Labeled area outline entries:

★ ★ ★ ★ ★ ★ ★

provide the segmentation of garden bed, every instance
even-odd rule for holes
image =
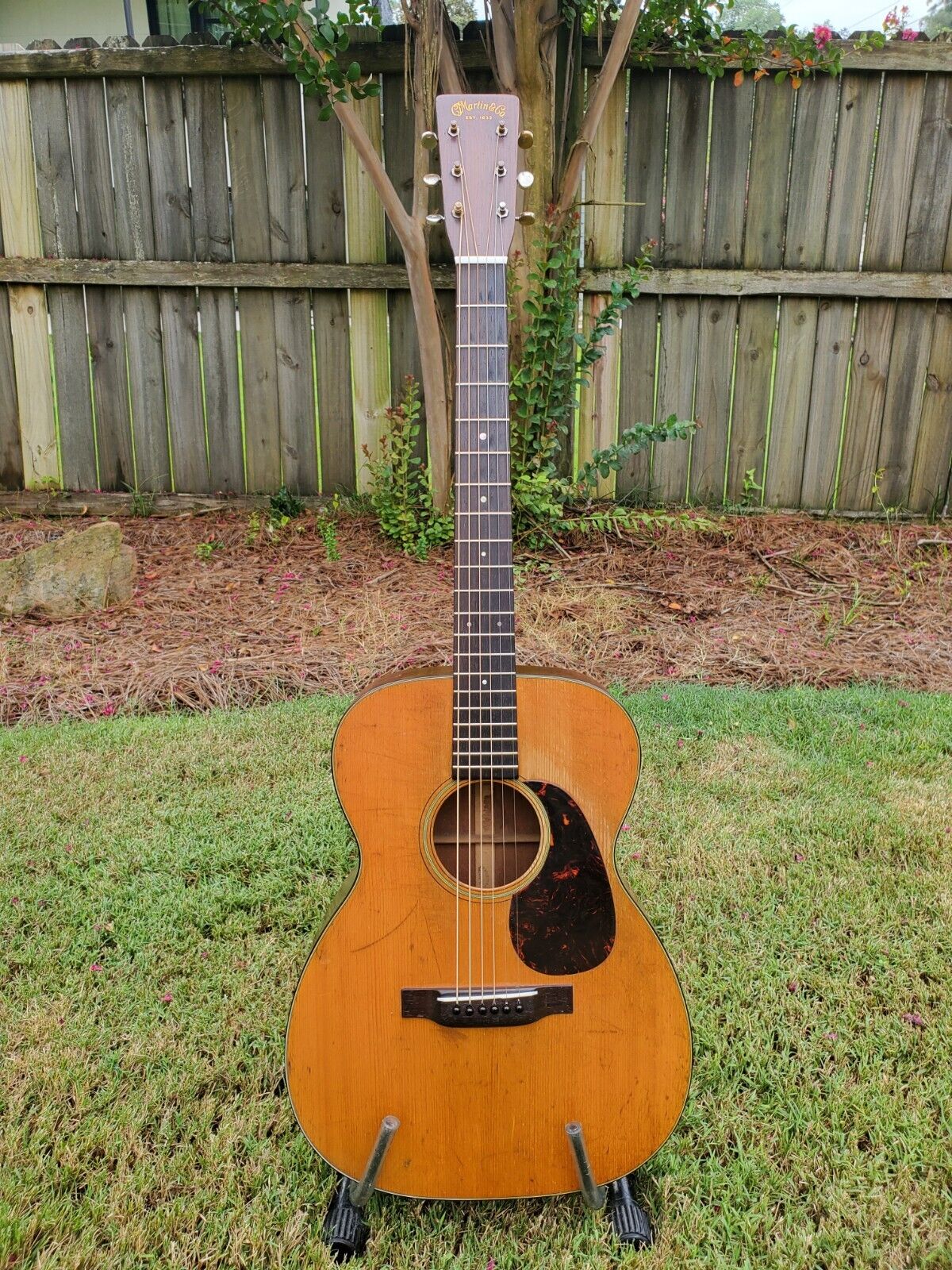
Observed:
[[[451,551],[407,560],[369,522],[340,518],[335,552],[312,512],[275,533],[248,512],[121,523],[140,561],[131,605],[0,622],[0,721],[350,693],[449,660]],[[522,558],[520,660],[623,688],[952,688],[948,530],[772,514],[715,525]],[[0,558],[61,532],[62,521],[3,522]]]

★ ★ ★ ★ ★ ★ ★

**Aim of the task:** Edit the lines above so that "garden bed" becomes "flower bed" and nothing else changes. Leave the pictures out of your answer.

**Full output:**
provide the segmentation of flower bed, every instance
even-odd rule for holes
image =
Observed:
[[[451,551],[407,560],[369,522],[340,518],[335,552],[312,512],[275,533],[248,512],[121,523],[140,561],[131,605],[0,622],[0,721],[350,693],[449,660]],[[522,558],[520,660],[623,688],[952,688],[948,530],[772,514],[715,525]],[[0,558],[61,532],[62,521],[3,522]]]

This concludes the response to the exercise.